Extract provided
24.8.2022

NOTICE TO EXTRAORDINARY GENERAL MEETING OF ENDOMINES AB (PUBL)

Press release (PDF)

Endomines AB (publ), Stock Exchange Release 24 August 2022 at 12:00 CET

 

This is an unofficial office translation of the Swedish original. In case of differences the Swedish version shall prevail.

 

The shareholders of Endomines AB (publ), reg. no. 556694-2974, (the "Company") are hereby invited to an Extraordinary General Meeting to be held on 26 September 2022. The Board of Directors has decided that the meeting will be carried out through postal voting only, pursuant to temporary legislation. It will not be possible for shareholders to attend the meeting in person or by proxy.

 

Right to attend the meeting

Shareholders who wish to attend the Extraordinary General Meeting shall (i) be entered as shareholders in the share register maintained by Euroclear Sweden AB in relation to the circumstances on 16 September 2022 and (ii) give notice of their attendance at the meeting no later than on 23 September 2022 by casting a postal vote in accordance with the instructions under the heading Postal voting below, so that the postal vote is received by the Company no later than on 23 September 2022.

 

In order to be entitled to participate in the Extraordinary General Meeting, shareholders who have their shares registered in the names of nominees (including Finnish shareholders that are registered within the Finnish book-entry system at Euroclear Finland Oy) must, apart from giving notice of their attendance at the meeting, register their shares in their own name so that the shareholder is entered in the share register kept by Euroclear Sweden AB as per 16 September 2022. Such registration may be temporary (so called voting right registration) and request for such registration shall be made to the nominee in accordance with the nominee's routines in such time in advance as decided by the nominee. Voting rights registrations effected no later than 20 September 2022 will be considered in the preparation of the share register.

 

Postal voting

Shareholders may exercise their voting rights at the Extraordinary General Meeting only by voting in advance, through so called postal voting, in accordance with the Act (2022:121) on temporary exceptions to facilitate the execution of general meetings in companies and other associations. A special form shall be used for postal voting. The form is available on Endomines' website, www.endomines.com. The postal voting form is considered as the notification of attendance at the Extraordinary General Meeting.

 

The completed voting form must be received by the Company no later than 23 September 2022. The completed form shall be sent to Advokatfirman Schjødt, Att: Hugo Rathsman, Box 715, SE-101 33 Stockholm or by e-mail to info@endomines.com with reference "Endomines Extraordinary General Meeting 2022". If a shareholder votes in advance by proxy, a power of attorney shall be enclosed with the form. Power of attorney forms are available at the Company's website, www.endomines.com. If the shareholder is a legal entity, a certificate of incorporation or a corresponding document shall be enclosed with the voting form. The shareholder may not provide special instructions or conditions in the voting form. If so, the vote (i.e., the postal vote in its entirety) is invalid. Further instructions and conditions are included in the form for postal voting.

Task set
**1.** According to the meeting notice, by what date must the completed postal voting form be received by the Company?
**2.** Continue the Endomines meeting notice from its last sentence.

Named object pointing lines:
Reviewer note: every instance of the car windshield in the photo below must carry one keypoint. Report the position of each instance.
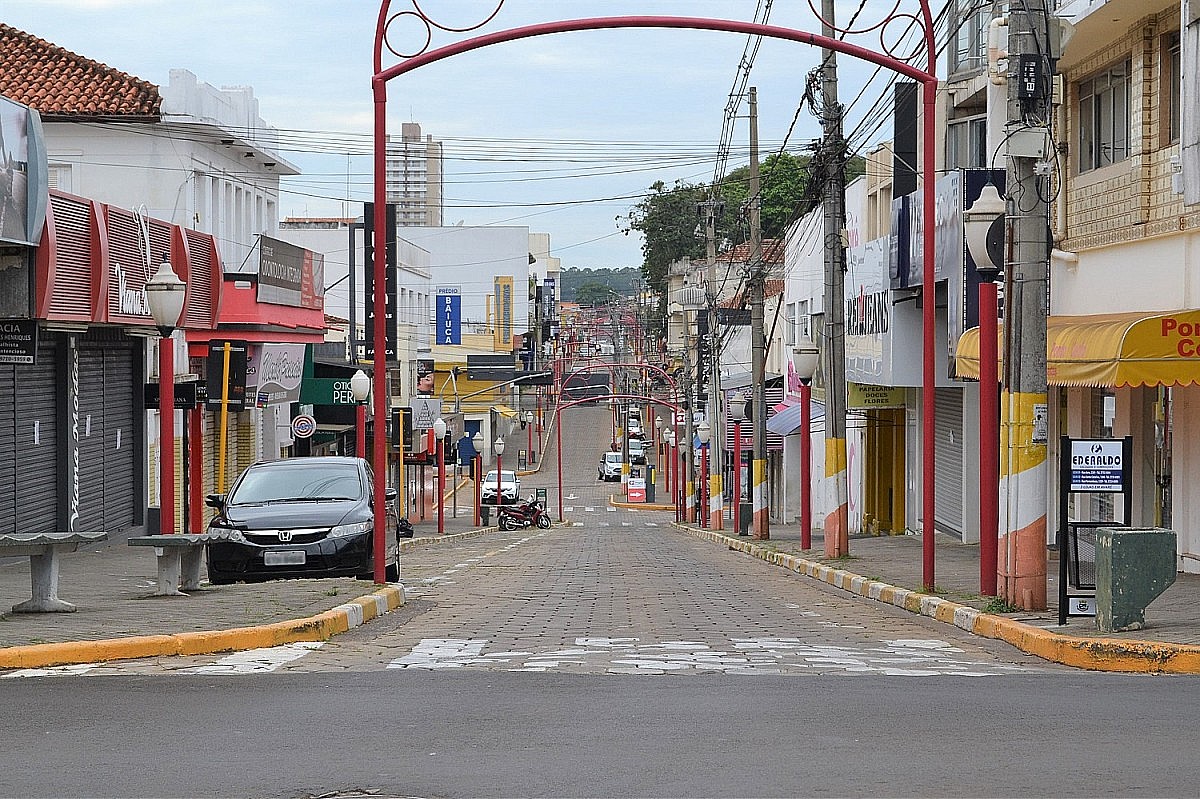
(286, 481)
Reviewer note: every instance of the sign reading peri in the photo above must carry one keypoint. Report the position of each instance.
(449, 314)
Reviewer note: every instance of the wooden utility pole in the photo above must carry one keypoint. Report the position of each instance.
(1023, 514)
(757, 278)
(837, 523)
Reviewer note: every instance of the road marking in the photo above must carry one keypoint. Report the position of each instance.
(258, 661)
(763, 655)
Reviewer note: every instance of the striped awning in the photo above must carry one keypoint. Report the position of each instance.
(1109, 349)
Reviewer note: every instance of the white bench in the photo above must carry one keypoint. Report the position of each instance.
(43, 551)
(179, 560)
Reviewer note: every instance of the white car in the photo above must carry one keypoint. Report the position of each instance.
(509, 484)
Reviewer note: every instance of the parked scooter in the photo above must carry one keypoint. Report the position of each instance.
(527, 514)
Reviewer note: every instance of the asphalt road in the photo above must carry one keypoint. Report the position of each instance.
(611, 658)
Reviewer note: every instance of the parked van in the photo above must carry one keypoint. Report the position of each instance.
(610, 466)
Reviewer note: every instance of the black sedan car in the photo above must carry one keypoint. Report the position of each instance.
(299, 517)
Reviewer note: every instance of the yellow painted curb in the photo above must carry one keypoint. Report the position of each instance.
(316, 628)
(1092, 654)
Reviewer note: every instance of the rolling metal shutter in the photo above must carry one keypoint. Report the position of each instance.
(948, 461)
(29, 444)
(109, 406)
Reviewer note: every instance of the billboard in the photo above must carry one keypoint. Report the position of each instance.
(289, 275)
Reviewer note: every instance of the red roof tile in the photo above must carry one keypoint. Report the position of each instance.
(60, 84)
(772, 252)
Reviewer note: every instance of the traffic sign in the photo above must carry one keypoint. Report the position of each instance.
(304, 426)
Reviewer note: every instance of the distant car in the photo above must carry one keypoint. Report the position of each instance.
(510, 488)
(611, 466)
(300, 517)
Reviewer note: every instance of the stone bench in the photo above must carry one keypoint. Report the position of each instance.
(43, 551)
(179, 559)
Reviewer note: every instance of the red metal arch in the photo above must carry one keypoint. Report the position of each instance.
(927, 77)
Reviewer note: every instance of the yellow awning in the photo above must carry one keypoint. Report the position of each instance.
(1110, 349)
(504, 410)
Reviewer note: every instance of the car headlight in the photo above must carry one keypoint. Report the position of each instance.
(227, 533)
(342, 530)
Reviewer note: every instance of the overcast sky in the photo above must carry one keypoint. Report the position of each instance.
(561, 133)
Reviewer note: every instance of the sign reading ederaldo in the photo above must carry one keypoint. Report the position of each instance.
(1097, 466)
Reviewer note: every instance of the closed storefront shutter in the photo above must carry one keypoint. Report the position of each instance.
(109, 406)
(29, 485)
(948, 461)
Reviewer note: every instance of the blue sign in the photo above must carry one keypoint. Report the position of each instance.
(449, 316)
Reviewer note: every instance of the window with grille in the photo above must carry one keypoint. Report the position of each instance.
(1104, 118)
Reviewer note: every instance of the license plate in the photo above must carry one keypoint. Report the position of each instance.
(289, 558)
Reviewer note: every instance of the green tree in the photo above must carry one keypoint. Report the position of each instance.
(593, 293)
(666, 218)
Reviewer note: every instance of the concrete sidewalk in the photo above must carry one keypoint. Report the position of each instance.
(119, 617)
(889, 569)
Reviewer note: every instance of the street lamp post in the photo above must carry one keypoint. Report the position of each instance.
(478, 440)
(499, 473)
(165, 295)
(738, 414)
(983, 226)
(439, 433)
(528, 425)
(703, 432)
(805, 358)
(360, 389)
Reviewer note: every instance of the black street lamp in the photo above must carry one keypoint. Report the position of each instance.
(165, 295)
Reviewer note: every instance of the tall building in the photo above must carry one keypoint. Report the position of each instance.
(414, 178)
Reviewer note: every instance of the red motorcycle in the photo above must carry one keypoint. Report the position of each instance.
(527, 514)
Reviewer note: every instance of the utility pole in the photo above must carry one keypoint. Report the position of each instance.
(837, 524)
(757, 278)
(715, 446)
(1023, 515)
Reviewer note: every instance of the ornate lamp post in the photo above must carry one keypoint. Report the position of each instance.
(805, 358)
(737, 404)
(439, 433)
(478, 440)
(499, 474)
(703, 432)
(360, 389)
(165, 295)
(527, 422)
(983, 227)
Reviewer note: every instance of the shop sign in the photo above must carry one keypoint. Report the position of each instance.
(1097, 466)
(864, 396)
(274, 373)
(18, 341)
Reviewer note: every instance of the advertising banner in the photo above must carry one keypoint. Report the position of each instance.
(449, 314)
(503, 289)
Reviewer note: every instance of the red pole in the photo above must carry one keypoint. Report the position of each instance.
(442, 486)
(805, 466)
(360, 432)
(166, 436)
(558, 456)
(737, 475)
(989, 440)
(479, 484)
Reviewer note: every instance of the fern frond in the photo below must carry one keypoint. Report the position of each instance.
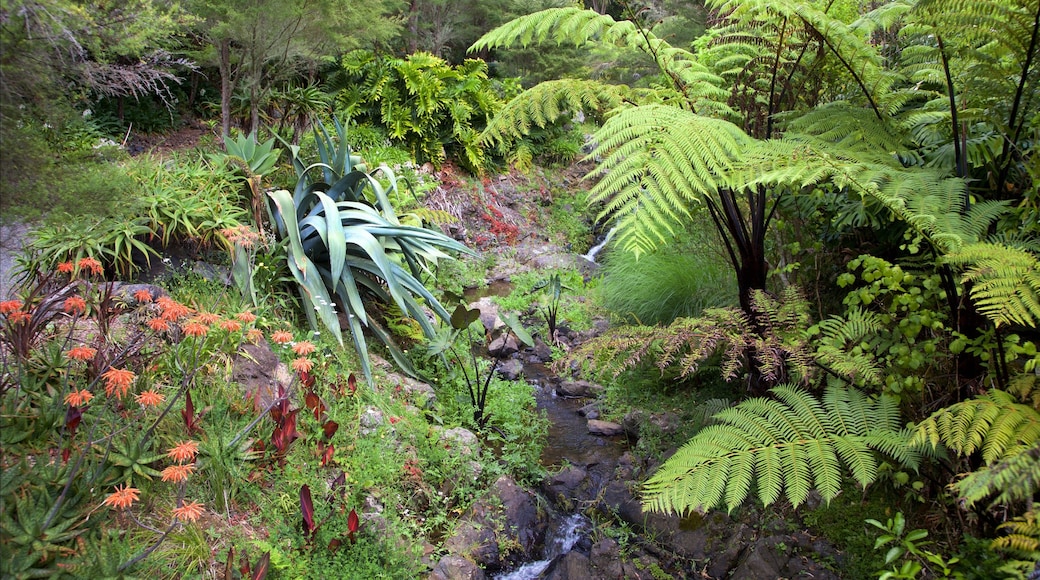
(791, 444)
(992, 424)
(1005, 282)
(547, 103)
(657, 161)
(1014, 478)
(701, 88)
(1022, 537)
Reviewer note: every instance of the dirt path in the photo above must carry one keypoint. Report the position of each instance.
(14, 236)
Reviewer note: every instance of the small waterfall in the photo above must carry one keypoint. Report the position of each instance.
(591, 256)
(562, 539)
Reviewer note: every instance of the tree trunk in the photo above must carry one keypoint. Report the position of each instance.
(225, 87)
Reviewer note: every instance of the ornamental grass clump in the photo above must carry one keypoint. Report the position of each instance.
(88, 383)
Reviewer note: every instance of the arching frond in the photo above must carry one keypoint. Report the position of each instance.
(1005, 282)
(993, 424)
(657, 161)
(700, 88)
(547, 103)
(1011, 479)
(791, 444)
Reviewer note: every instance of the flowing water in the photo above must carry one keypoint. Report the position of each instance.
(561, 539)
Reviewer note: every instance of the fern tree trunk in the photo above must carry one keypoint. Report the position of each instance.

Answers
**1.** 23 September 2022

**2.**
 

Proposed agenda

  1. Election of Chairman of the meeting
  2. Preparation and verification of the voting list
  3. Approval of the agenda
  4. Election of one or two persons to verify the minutes
  5. Establishment of whether the meeting has been duly convened
  6. The Board of Directors' proposal regarding resolution on (a) a reverse share split and (b) amendment to the Articles of Association
  7. The Board of Directors’ proposal regarding resolution on approval of merger plan prepared by the Company and Endomines Finland Oyj

 

 

Proposals

Item 1 – Election of Chairman of the meeting

The Board of Directors proposes Ylva Forsberg at the law firm Schjødt, member of the Swedish Bar Association, or in case of her impediment, the person instead appointed by the Board of Directors, to be elected as Chairman of the meeting.

 

Item 2 – Preparation and verification of the voting list

The voting list which is proposed to be approved under item 2 shall be the voting list drawn up by the Company, based on the meeting's share register and postal votes received. The voting list shall be controlled by the person verifying the minutes.

 

Item 4 – Election of one or two persons to verify the minutes

The Board of Directors proposes that Lars-Olof Nilsson, or, if he is unable to attend the meeting, the person or the persons assigned by the Board of Directors, shall verify the minutes. The person verifying the minutes shall also control the voting list and that received postal votes are correctly reflected in the minutes.

 

Item 6 – The Board of Directors' proposal regarding resolution on (a) a reverse share split and (b) amendment to the Articles of Association

For the purpose of achieving an appropriate number of shares in the Company, the Board of Directors proposes that the general meeting resolves on a reverse share split according to item (a) below. In order to carry out the reverse share split in accordance with the Board of Directors’ proposal (a), the limits for the number of shares set forth in the Articles of Association must be adjusted in accordance with item (b) below.

 

(a) Resolution on a reverse share split

The Board of Directors proposes that the general meeting resolves on a reverse share split of the Company’s shares, whereby forty (40) existing shares will be consolidated into one (1) new share (Sw. sammanläggning 1:40).

 

If a shareholders’ holding of shares does not correspond to a full number of new shares, the excessive shares will pass to the Company at the record date of the reverse share split. Excessive shares will thereafter be sold at the Company’s expense, whereby concerned shareholders will receive their part of the sales proceeds.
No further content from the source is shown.